I'm bad at vacations. Sad, but true.
Last Thursday was the lunar new year, or Seolnal (설날), so for the past five days I've been off work. Great. Awesome. Time to rest and relax, right? Well, for most. Instead of taking the time to sleep in, fix my sleep schedule, and get work done, I decided that it's high time to party like it's 1999 and get absolutely no sleep. Not only that, but I went on the longest walk I've been on since leaving Pohang.
Since the vacation began, there has not been a single night where I've gone to sleep at a reasonable hour. On top of that, I've been waking up early. I've been averaging about 5 hours of sleep a night. I've been walking for miles and miles every day. I've been drinking like a fish. I'm more tired at the end of this vacation than I've been in a long, long time.
But this is the norm for me.
In the summer of 2013 I went on a month-long road trip through 5 national parks. Almost every morning I woke up before sunrise. I would then spend the entire day driving, hiking, and taking pictures. Long after the sun had gone down, I would eat my dinner and go to sleep, only to repeat the experience again and again for nearly a month.
On one day alone I drove over 550 miles from Grand Teton National Park to Cedar City, Utah. This day included taking pictures for a few hours after sunrise, a stop through Fossil Butte National Monument, a long conversation with a nice lady in Jackson, WY, bad traffic in Salt Lake City, UT, and stopping periodically to take pictures of the beautiful Navajo Sandstone red rocks in the area.
Two years before that, I went to China for a month (including a short trip to Thailand). Every day it was the same story: wake up, walk for ten-twenty miles, drink, and go to sleep late.
Seven days before the China trip, I finished a bicycle tour. I rode my bicycle 1,257 miles through six states in about 5 weeks. That's right, I exercised for a vacation.

Set task A -> According to the post about being bad at vacations, how many miles did the bicycle tour cover?

Data shown ->
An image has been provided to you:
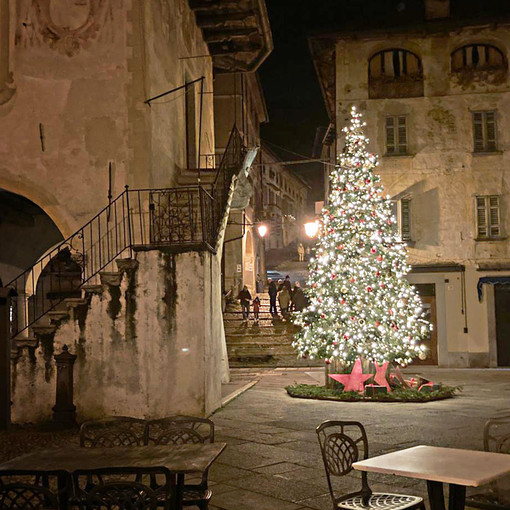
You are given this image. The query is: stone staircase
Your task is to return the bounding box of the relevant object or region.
[223,294,322,368]
[11,258,138,360]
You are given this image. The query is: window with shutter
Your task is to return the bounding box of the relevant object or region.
[473,112,497,152]
[386,115,407,154]
[476,195,502,239]
[400,198,411,241]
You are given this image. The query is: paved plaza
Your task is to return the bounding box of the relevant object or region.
[0,367,510,510]
[210,367,510,510]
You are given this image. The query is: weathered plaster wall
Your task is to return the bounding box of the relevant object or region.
[0,0,214,236]
[12,251,224,423]
[336,26,510,366]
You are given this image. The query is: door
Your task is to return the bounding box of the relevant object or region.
[494,285,510,367]
[412,283,437,365]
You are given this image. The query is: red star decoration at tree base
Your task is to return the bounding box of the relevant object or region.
[329,358,373,393]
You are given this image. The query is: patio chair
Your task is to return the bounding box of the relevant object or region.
[72,467,175,510]
[466,414,510,510]
[0,482,60,510]
[316,420,425,510]
[80,416,146,448]
[0,470,71,510]
[146,416,214,510]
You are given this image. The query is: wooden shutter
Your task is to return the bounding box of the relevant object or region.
[400,198,411,241]
[473,112,485,152]
[386,117,396,154]
[397,117,407,154]
[488,196,501,237]
[476,197,489,238]
[484,112,496,151]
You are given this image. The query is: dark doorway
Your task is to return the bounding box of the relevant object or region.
[412,283,437,365]
[494,285,510,367]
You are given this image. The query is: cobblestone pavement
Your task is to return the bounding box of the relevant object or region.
[210,367,510,510]
[0,367,510,510]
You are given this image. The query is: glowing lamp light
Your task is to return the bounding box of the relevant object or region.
[305,221,319,239]
[257,224,267,237]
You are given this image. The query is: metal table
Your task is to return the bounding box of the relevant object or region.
[352,446,510,510]
[0,443,227,509]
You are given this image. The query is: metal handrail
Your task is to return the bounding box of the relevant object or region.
[6,126,245,337]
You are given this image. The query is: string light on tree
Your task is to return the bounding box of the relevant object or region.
[293,107,432,365]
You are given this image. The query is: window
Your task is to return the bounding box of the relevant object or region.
[476,195,501,239]
[392,198,411,241]
[451,44,506,72]
[473,112,497,152]
[368,48,423,99]
[386,115,407,154]
[184,83,198,168]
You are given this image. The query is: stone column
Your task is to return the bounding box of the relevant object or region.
[0,287,11,429]
[53,345,76,428]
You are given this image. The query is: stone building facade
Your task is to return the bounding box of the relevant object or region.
[261,145,309,250]
[310,0,510,367]
[214,73,268,296]
[0,0,272,422]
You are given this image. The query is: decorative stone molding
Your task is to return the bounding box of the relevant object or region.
[0,0,16,105]
[18,0,112,57]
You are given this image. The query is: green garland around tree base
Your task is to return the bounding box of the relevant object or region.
[285,384,462,402]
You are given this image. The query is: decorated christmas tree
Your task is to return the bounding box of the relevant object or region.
[293,107,431,365]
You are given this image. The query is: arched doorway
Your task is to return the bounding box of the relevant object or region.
[0,188,64,285]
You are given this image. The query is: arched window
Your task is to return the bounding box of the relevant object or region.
[368,48,423,99]
[451,44,506,72]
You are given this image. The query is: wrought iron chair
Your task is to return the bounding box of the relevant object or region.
[316,420,425,510]
[146,416,214,510]
[0,483,59,510]
[72,467,175,510]
[0,470,71,510]
[466,414,510,510]
[80,416,146,448]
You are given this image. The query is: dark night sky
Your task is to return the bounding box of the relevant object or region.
[260,0,510,199]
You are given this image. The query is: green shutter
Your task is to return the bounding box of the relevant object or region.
[485,112,496,151]
[397,117,407,154]
[400,198,411,241]
[489,196,501,237]
[473,112,485,152]
[476,197,489,238]
[386,117,396,154]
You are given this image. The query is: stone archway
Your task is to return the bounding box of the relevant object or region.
[0,188,64,285]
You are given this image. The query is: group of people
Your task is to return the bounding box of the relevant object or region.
[237,275,306,322]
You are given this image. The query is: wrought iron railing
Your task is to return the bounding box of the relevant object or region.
[211,125,246,238]
[7,127,244,337]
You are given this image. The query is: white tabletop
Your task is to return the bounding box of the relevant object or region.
[353,446,510,487]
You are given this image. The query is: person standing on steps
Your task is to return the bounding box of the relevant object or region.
[278,285,290,318]
[237,285,251,322]
[253,296,260,323]
[298,243,305,262]
[292,282,306,312]
[283,275,292,296]
[267,278,278,317]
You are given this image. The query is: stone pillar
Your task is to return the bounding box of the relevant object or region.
[53,345,76,428]
[0,287,11,430]
[16,292,29,337]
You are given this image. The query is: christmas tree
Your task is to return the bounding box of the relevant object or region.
[293,107,431,365]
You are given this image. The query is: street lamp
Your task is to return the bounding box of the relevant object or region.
[305,220,319,239]
[257,223,267,238]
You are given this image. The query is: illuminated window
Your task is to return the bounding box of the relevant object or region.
[451,44,506,72]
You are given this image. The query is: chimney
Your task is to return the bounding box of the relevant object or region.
[425,0,450,20]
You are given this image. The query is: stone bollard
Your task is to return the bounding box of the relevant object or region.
[53,345,76,428]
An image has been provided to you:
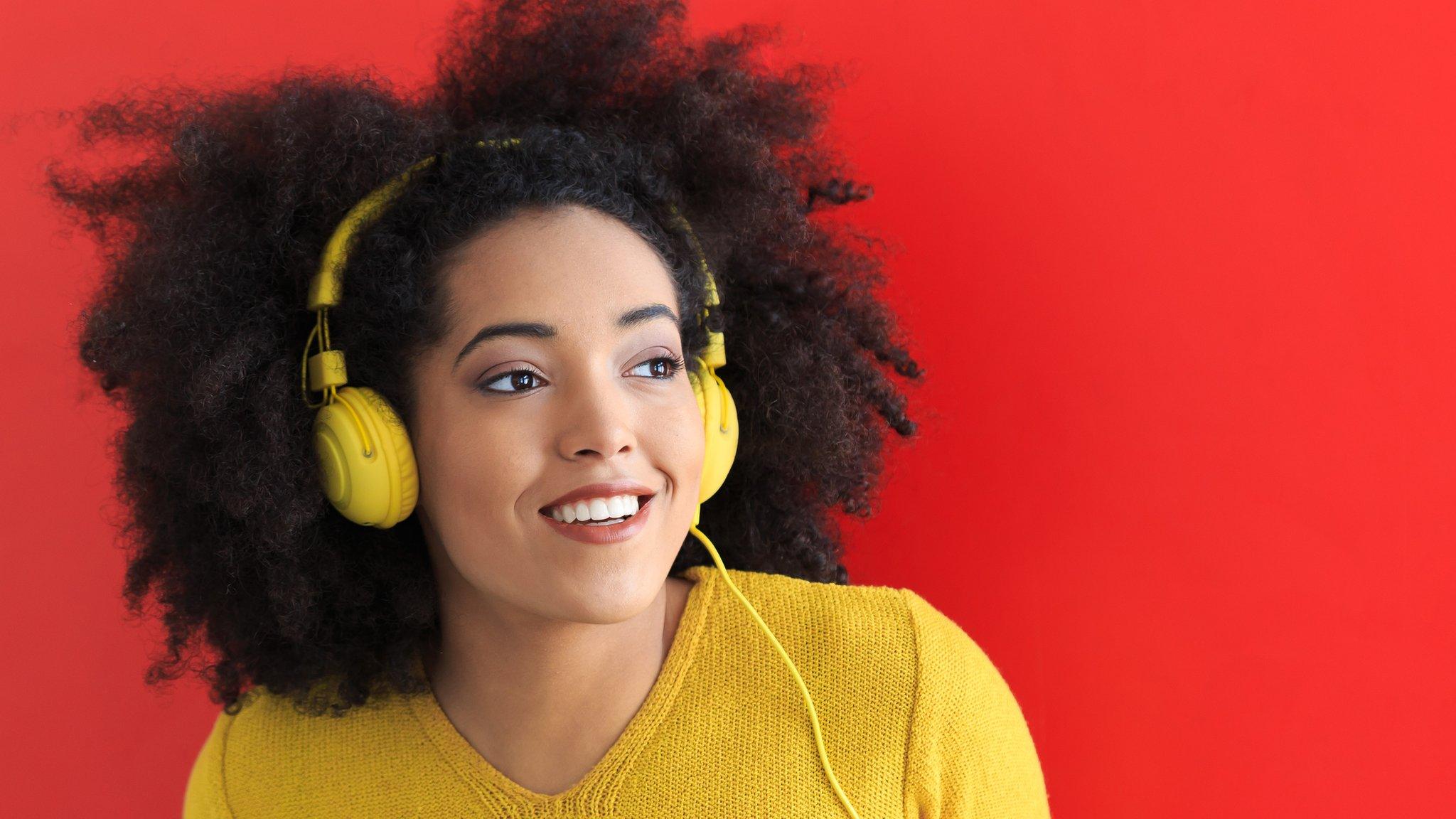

Set task B -> Repeat the lines of the entries from the line containing "You are given this image. The query is: decorative" through the line containing "[260,0,510,199]", with both of those lines included.

Worked solution A -> 1,257 miles

Worked solution B ->
You are given this image. The query is: decorative stone molding
Your task is to return the bounding box of the relevant object or region.
[0,0,16,105]
[18,0,112,57]
You are given this image. The query is: green garland around tree base
Your task is to return the bounding box of the relevant object or region.
[285,384,462,402]
You are given this image. The query is: decorated christmas tree
Your task is to return the bounding box of the relevant object or region.
[293,107,431,365]
You are given this image. The query is: arched doorway
Your task is to return the bounding box of the relevant object or region.
[0,188,64,285]
You are given this image. The query is: arched window
Your task is to return the bounding box of the relevant object or region.
[368,48,423,99]
[451,44,506,72]
You are given this image. The query is: wrought iron chair
Your task is to return the bounding box of the relevant object or region.
[316,420,425,510]
[146,416,214,510]
[0,483,59,510]
[72,467,175,510]
[0,470,71,510]
[466,414,510,510]
[80,416,146,448]
You are given this image. The query is: dark night sky
Your task is to return the bounding box of the relevant object or region.
[260,0,510,199]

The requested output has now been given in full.